*WORK REQUIRED*
Filter the material below, keeping only the lines that contain the string "green". The match is case-sensitive.

*AVAILABLE DATA*
#####
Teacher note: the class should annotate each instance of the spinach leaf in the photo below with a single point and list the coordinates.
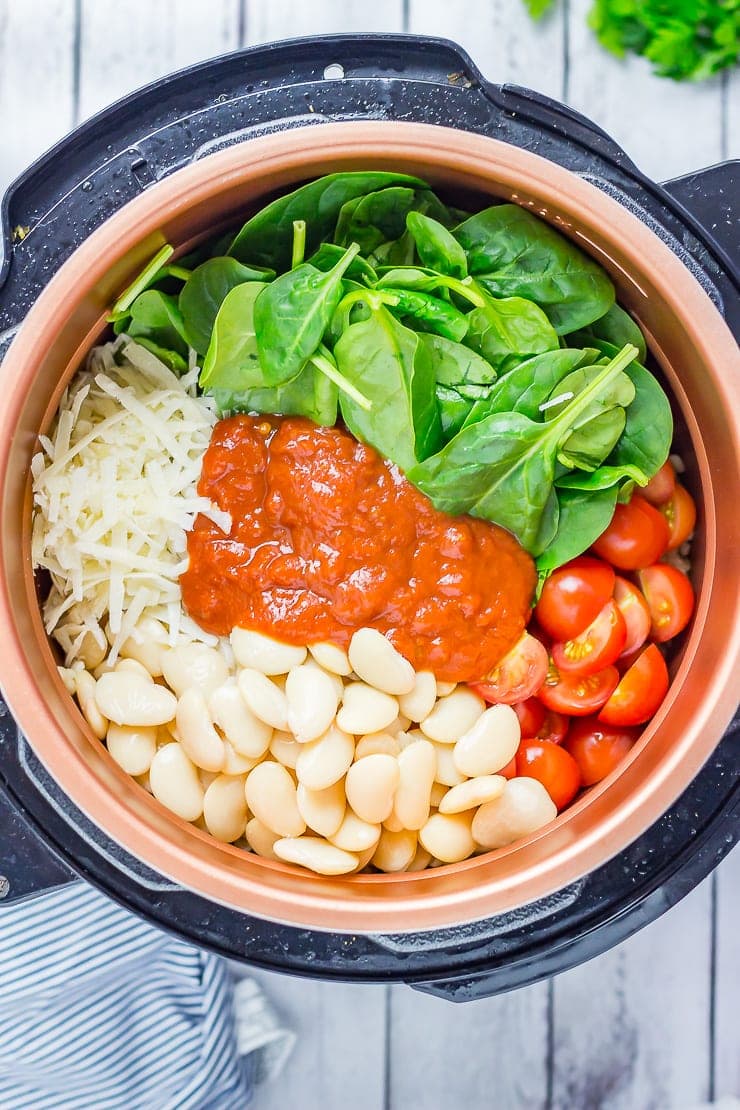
#####
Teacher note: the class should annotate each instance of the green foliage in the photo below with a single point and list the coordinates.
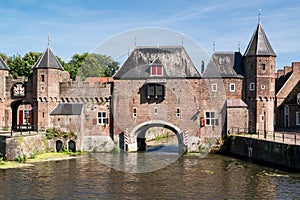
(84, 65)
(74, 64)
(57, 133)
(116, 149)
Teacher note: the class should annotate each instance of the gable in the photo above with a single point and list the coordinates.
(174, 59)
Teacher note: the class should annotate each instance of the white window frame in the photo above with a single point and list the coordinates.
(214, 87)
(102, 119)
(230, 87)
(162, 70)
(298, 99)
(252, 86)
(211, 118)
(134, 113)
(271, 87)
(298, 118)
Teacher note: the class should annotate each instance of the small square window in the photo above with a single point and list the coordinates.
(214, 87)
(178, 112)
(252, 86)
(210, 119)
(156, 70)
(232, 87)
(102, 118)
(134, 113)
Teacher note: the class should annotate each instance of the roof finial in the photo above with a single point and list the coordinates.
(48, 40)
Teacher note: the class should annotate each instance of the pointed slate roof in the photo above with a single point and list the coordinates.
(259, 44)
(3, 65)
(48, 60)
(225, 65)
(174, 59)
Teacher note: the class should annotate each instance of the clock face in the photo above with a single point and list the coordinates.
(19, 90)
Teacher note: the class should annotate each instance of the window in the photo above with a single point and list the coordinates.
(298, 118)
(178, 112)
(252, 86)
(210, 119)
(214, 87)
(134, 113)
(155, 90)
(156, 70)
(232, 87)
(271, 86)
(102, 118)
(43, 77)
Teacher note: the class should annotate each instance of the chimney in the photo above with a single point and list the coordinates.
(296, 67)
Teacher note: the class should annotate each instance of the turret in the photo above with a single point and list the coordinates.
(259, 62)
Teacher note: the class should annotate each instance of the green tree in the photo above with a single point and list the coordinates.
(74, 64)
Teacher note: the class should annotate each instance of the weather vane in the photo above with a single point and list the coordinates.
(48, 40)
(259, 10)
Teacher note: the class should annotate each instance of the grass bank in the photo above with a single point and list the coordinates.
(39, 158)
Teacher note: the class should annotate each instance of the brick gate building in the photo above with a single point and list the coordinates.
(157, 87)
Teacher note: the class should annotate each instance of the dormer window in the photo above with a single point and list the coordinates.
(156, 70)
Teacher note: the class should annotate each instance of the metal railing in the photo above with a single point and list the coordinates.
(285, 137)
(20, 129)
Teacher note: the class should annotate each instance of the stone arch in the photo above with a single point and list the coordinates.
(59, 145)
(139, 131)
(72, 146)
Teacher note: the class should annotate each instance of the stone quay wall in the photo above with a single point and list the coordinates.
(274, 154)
#####
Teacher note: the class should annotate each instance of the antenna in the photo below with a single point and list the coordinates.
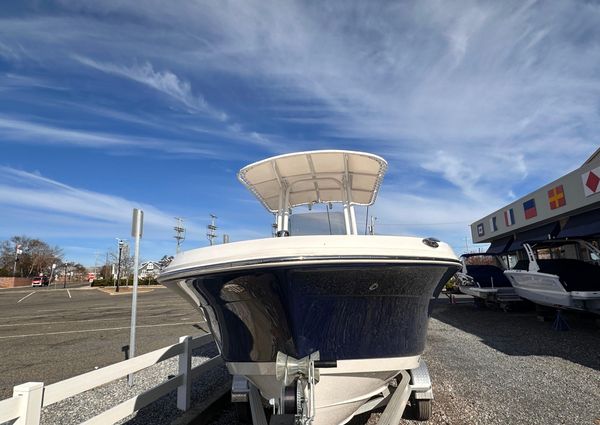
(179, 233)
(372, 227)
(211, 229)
#####
*RESULT OF THE TASK*
Teacher note: the class should annotate each instance of the green foliage in the photo below with a single point and list the coordinates.
Teacher note: the class should annotate each instance of the green tree in the photo above with a single point and list the coordinates.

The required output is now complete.